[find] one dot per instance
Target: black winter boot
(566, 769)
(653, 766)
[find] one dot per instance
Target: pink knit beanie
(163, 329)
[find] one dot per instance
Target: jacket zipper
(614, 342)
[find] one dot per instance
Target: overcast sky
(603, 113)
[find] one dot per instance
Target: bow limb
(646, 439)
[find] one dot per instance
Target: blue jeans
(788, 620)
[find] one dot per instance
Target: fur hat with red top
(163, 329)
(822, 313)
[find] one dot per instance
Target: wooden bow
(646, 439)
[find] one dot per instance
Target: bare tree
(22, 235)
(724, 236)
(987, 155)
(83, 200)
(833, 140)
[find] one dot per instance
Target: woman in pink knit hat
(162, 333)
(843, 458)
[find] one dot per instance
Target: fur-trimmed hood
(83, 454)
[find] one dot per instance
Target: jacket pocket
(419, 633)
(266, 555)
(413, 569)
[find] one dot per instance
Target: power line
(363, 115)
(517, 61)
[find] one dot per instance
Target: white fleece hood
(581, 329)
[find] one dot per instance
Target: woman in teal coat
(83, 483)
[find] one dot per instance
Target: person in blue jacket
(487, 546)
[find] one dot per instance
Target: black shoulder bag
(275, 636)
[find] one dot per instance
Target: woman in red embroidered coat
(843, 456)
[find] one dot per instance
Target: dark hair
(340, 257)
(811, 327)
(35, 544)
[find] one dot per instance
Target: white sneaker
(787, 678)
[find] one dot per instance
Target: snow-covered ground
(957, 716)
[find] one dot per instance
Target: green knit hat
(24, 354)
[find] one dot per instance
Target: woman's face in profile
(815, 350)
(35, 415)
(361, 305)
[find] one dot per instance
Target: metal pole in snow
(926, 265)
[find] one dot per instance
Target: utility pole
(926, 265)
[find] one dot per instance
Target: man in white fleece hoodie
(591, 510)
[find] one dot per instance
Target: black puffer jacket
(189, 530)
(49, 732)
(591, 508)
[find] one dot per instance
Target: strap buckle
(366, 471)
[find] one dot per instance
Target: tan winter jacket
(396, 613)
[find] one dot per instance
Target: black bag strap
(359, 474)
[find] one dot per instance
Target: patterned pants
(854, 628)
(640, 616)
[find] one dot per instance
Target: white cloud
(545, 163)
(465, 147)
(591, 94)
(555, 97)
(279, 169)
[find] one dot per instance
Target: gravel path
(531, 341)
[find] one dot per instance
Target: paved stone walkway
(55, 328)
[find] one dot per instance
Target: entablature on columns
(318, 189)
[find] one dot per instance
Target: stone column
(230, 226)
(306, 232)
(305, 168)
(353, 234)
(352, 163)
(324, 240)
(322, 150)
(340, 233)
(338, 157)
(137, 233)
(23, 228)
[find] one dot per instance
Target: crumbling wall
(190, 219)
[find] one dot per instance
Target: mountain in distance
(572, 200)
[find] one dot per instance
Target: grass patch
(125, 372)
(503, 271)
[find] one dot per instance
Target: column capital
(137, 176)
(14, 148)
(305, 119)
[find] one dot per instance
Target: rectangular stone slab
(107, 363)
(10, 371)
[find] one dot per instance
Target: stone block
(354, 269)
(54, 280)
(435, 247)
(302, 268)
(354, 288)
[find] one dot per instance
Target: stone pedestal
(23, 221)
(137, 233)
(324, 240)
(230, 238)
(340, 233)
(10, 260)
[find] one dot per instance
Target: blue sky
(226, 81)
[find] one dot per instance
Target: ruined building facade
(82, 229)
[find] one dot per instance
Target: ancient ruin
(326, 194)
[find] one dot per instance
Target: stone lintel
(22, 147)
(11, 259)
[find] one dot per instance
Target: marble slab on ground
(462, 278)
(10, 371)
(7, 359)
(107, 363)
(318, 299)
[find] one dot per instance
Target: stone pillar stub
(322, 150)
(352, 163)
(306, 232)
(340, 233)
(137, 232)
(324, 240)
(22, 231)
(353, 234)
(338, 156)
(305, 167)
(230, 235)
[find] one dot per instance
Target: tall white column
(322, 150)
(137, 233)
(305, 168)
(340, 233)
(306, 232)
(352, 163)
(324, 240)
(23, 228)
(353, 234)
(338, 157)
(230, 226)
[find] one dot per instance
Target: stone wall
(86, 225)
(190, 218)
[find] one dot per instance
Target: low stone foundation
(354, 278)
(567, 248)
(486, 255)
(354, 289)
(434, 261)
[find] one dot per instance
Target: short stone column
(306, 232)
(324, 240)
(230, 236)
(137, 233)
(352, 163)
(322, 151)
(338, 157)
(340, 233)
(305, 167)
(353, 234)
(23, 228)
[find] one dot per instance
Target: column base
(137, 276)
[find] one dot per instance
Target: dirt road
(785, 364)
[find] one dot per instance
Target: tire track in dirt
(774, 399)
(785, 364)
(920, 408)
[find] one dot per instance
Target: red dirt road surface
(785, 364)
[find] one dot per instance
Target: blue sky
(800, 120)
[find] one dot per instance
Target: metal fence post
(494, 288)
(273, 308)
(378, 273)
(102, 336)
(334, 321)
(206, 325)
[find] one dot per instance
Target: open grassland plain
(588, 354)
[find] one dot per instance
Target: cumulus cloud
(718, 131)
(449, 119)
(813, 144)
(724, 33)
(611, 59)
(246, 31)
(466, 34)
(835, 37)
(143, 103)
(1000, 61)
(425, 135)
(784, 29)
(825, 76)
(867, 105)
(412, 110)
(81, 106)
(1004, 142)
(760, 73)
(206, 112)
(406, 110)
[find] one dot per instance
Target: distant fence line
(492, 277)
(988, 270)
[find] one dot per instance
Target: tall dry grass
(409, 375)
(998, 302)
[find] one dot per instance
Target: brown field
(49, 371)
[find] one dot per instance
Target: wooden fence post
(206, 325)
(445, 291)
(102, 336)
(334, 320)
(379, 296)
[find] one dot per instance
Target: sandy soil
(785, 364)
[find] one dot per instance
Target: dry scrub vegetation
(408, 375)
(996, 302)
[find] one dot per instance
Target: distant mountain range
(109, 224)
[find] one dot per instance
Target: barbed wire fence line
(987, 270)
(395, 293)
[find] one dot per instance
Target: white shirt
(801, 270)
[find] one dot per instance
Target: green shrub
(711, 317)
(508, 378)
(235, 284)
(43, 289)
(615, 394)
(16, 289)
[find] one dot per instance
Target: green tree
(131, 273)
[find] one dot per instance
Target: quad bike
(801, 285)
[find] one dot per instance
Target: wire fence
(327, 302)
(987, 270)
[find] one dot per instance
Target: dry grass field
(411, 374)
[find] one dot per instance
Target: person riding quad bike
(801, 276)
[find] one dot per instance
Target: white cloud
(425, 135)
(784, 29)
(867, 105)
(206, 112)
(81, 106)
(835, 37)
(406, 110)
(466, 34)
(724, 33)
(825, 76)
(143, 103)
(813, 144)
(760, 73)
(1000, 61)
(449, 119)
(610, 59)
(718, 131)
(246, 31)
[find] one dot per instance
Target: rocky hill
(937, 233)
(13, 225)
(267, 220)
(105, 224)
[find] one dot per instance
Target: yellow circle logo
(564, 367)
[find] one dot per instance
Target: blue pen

§ §

▶ DIRECTIONS FOR THIS TASK:
Write out the listing above, keeping every word exactly.

▶ ANSWER TO THE EXERCISE:
[find] one dot per instance
Target: black winter boot
(566, 769)
(653, 766)
[find] one dot per instance
Target: pink knit beanie
(163, 329)
[find] one dot per instance
Target: jacket zipper
(614, 342)
[find] one dot per instance
Target: overcast sky
(603, 113)
[find] one dot per instance
Target: bow limb
(646, 439)
[find] one dot per instance
Target: blue jeans
(788, 620)
[find] one dot per instance
Target: fur hat with red top
(163, 329)
(822, 313)
[find] one dot per instance
Target: wooden bow
(646, 439)
[find] one dot per instance
Target: bare tree
(22, 235)
(724, 236)
(987, 155)
(83, 200)
(833, 140)
[find] one dot per instance
Target: woman in pink knit hat
(162, 333)
(843, 458)
[find] one dot per instance
Target: fur-trimmed hood
(83, 454)
[find] one dot per instance
Target: jacket pocket
(419, 633)
(266, 555)
(413, 569)
[find] one dot per instance
Target: power line
(363, 115)
(517, 61)
[find] one dot per instance
Target: white fleece hood
(581, 329)
[find] one dot per instance
Target: woman in teal coat
(83, 483)
[find] one dot per instance
Target: person in blue jacket
(487, 546)
[find] one dot per instance
Target: black shoulder bag
(275, 636)
[find] one dot per instance
Target: woman in red embroidered coat
(843, 456)
[find] one dot per instance
Target: dark hair
(340, 257)
(811, 327)
(35, 544)
[find] one dot per instance
Target: white sneaker
(787, 678)
[find] one dot per instance
Target: snow-covered ground
(957, 716)
[find] one dot per instance
Target: green knit hat
(24, 354)
[find] one dot per instance
Target: woman's face in profile
(815, 350)
(35, 415)
(361, 305)
[find] one dot per instance
Target: metal pole in snow
(926, 265)
[find] one dot per instance
Target: utility pole
(926, 265)
[find] one dot per instance
Target: man in white fleece hoodie
(591, 510)
[find] one dot per instance
Target: black puffer jacket
(189, 530)
(49, 732)
(591, 508)
[find] one dot per instance
Target: strap buckle
(366, 471)
[find] one dot per instance
Target: tan winter jacket
(396, 613)
[find] one dot per instance
Target: black bag strap
(359, 474)
[find] one dot per instance
Target: patterned pants
(854, 628)
(640, 616)
[find] one dot per instance
Target: white cloud
(545, 163)
(465, 147)
(591, 94)
(555, 97)
(279, 169)
[find] one dot per instance
Target: gravel path
(531, 341)
[find] one dot per instance
Target: paved stone walkway
(55, 328)
[find] one dot per instance
Target: entablature on columns
(318, 189)
[find] one dot per instance
Target: stone column
(230, 226)
(306, 232)
(305, 168)
(353, 234)
(352, 163)
(324, 240)
(322, 150)
(340, 233)
(338, 157)
(137, 233)
(23, 228)
[find] one dot per instance
Target: crumbling wall
(190, 219)
[find] one dot per instance
Target: mountain in distance
(572, 200)
[find] one dot per instance
Target: grass patch
(125, 372)
(503, 271)
[find] one dot per instance
Target: column capital
(137, 176)
(14, 148)
(305, 119)
[find] one dot per instance
Target: rectangular stone slab
(107, 363)
(10, 371)
[find] one dot per instance
Target: stone block
(354, 269)
(54, 280)
(435, 247)
(302, 268)
(354, 288)
[find] one dot per instance
Target: stone pedestal
(23, 221)
(137, 233)
(324, 240)
(230, 238)
(340, 233)
(10, 260)
[find] one dot per instance
Target: blue sky
(226, 81)
[find] one dot per instance
Target: ruined building facade
(82, 229)
[find] one dot per instance
Target: ancient ruin
(326, 194)
[find] one dot per instance
Target: stone lintel
(22, 147)
(11, 259)
[find] one dot per instance
Target: marble slab on ground
(462, 278)
(10, 371)
(7, 359)
(107, 363)
(318, 299)
[find] one dot per instance
Target: stone pillar stub
(322, 150)
(352, 163)
(306, 232)
(340, 233)
(137, 232)
(324, 240)
(22, 231)
(353, 234)
(338, 156)
(305, 167)
(230, 235)
[find] one dot per instance
Target: tall white column
(322, 150)
(137, 233)
(305, 168)
(340, 233)
(306, 232)
(352, 163)
(324, 240)
(23, 228)
(353, 234)
(338, 157)
(230, 226)
[find] one dot per instance
Target: stone wall
(86, 225)
(190, 218)
[find] one dot per instance
Target: low stone foundation
(354, 278)
(567, 248)
(486, 255)
(354, 289)
(434, 261)
[find] one dot per instance
Target: short stone column
(306, 232)
(324, 240)
(230, 236)
(137, 233)
(352, 163)
(322, 151)
(338, 157)
(340, 233)
(305, 167)
(353, 234)
(23, 228)
[find] one dot per instance
Target: column base
(137, 276)
[find] one dot per instance
Target: dirt road
(785, 364)
[find] one dot per instance
Target: tire track in dirt
(774, 399)
(785, 364)
(920, 408)
[find] one dot per instance
Target: red dirt road surface
(785, 364)
[find] one dot per instance
Target: blue sky
(800, 120)
[find] one dot per instance
Target: metal fence post
(494, 288)
(273, 308)
(378, 273)
(102, 336)
(334, 321)
(206, 325)
[find] one dot per instance
Target: open grassland plain
(588, 354)
[find] one dot per instance
Target: cumulus cloud
(718, 131)
(449, 119)
(813, 144)
(724, 33)
(611, 59)
(246, 31)
(466, 34)
(835, 37)
(143, 103)
(1000, 61)
(425, 135)
(784, 29)
(825, 76)
(867, 105)
(412, 110)
(81, 106)
(1004, 142)
(760, 73)
(206, 112)
(406, 110)
[find] one dot per instance
Target: distant fence line
(492, 277)
(988, 270)
[find] one dot per instance
Target: tall dry grass
(409, 375)
(998, 302)
[find] one dot per instance
Target: brown field
(49, 371)
[find] one dot per instance
Target: wooden fence post
(206, 325)
(445, 291)
(102, 336)
(334, 320)
(379, 296)
[find] one dot per instance
Target: sandy soil
(785, 364)
[find] one dot per instance
Target: dry scrub vegetation
(408, 375)
(996, 302)
[find] one dot per instance
Target: distant mountain range
(109, 224)
[find] one dot per instance
Target: barbed wire fence line
(987, 270)
(395, 293)
[find] one dot per instance
Target: white shirt
(801, 270)
[find] one dot per instance
Target: green shrub
(711, 317)
(508, 378)
(235, 284)
(43, 289)
(615, 394)
(16, 289)
[find] one dot per instance
Target: green tree
(131, 273)
[find] one dot per instance
Target: quad bike
(801, 285)
[find] one dot per instance
Target: wire fence
(327, 302)
(987, 270)
[find] one dot per instance
Target: dry grass field
(411, 374)
[find] one dot per instance
Target: person riding quad bike
(801, 276)
[find] one dot per instance
Target: white cloud
(425, 135)
(784, 29)
(867, 105)
(206, 112)
(81, 106)
(835, 37)
(406, 110)
(466, 34)
(724, 33)
(825, 76)
(143, 103)
(813, 144)
(760, 73)
(1000, 61)
(449, 119)
(610, 59)
(718, 131)
(246, 31)
[find] one dot per instance
Target: rocky hill
(937, 233)
(13, 225)
(267, 220)
(105, 224)
[find] one dot per instance
Target: yellow circle logo
(564, 367)
[find] one dot per instance
Target: blue pen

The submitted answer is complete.